Lei piada pronta em Alagoas
Enquanto sites humorísticos como Sensacionalista e Piauí Herald deixam de aproveitar a escorregada de Alckmin, a Assembleia Legislativa do Estado de Alagoas oferece uma alternativa com uma piada pronta de sua própria lavra na área da ciência e também da educação, que pelo jeito vai acabar sendo extirpada pelo STF. Trata-se da lei Escola Livre, que, entre outras disposições, proíbe os professores de ensinar a teoria da evolução de Charles Darwin. Aprovada por unanimidade em primeira e segunda votações em novembro pela, ela foi vetada integralmente pelo governador Renan Filho (PMDB) em janeiro, mas acabou sendo transformada em lei pelos deputados estaduais que derrubaram o veto na terça-feira (26/4). Este blogueiro prefere deixar o “esclarecimento” sobre a lei por conta de seu próprio autor, o deputado Ricardo Nezinho (PMDB), em um vídeo no YouTube que certamente passará para a posteridade na história da educação do estado.
‘Ministra’ vai hoje a Campinas
Enquanto isso, tem gente buscando pontos positivos, como a secretária-executiva do Ministério da Ciência, Tecnologia e Informação (MCTI), Emília Ribeiro, ministra em exercício. Nesta sexta-feira ela visita o Centro Nacional de Pesquisa em Energia e Materiais (CNPEM), em Campinas (SP). Essa organização social abrange os laboratórios nacionais de Biociências (LNBio), de Luz Síncrotron (LNLS), de Ciência e Tecnologia de Bioetanol (CTBE) e de Nanotecnologia (LNNano). Lá Emília Ribeiro deverá visitar as obras do Sirius, nova fonte de luz síncrotron em construção, e em seguida dar entrevista coletiva à imprensa.
Apagando incêndio
Ainda não foi divulgado o motivo da visita da secretária-executiva do MCTI. O CNPEM, cuja atuação é relevante no apoio a projetos de pesquisa de muitas universidades e também de empresas, principalmente na área de inovação, foi duramente atingido pelo contingenciamento de recursos do orçamento do ministério (ver Já teve golpe, e foi na ciência, 8/4).

## Material fornecido
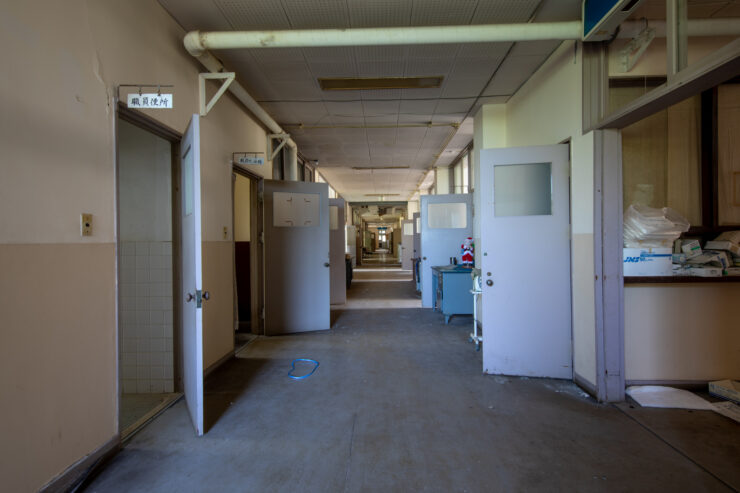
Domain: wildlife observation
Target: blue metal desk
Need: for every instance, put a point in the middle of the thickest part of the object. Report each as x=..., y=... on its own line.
x=451, y=290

## Tarefa
Continue o texto sobre a lei Escola Livre e a visita ao CNPEM a partir da última frase. O material não tem relação com o texto.

## Resposta
Sucessão no MCTI
Emília Ribeiro, que tem sido identificada como “ministra” em diversos releases e notas da comunicação do MCTI desde que ficou vago o cargo com a saída de Celso Pansera (PMDB-RS), tem sido apostada nos corredores do seu ministério como nome forte para o cargo de titular da pasta. Apesar de, para isso, o vice-presidente Michel Temer (PMDB) estar fazendo contatos com políticos do PPS, como o próprio presidente do partido, deputado Roberto Freire (SP), e o senador Christovam Buarque (DF). Os dois parlamentares estiveram ontem no Palácio do Jaburu.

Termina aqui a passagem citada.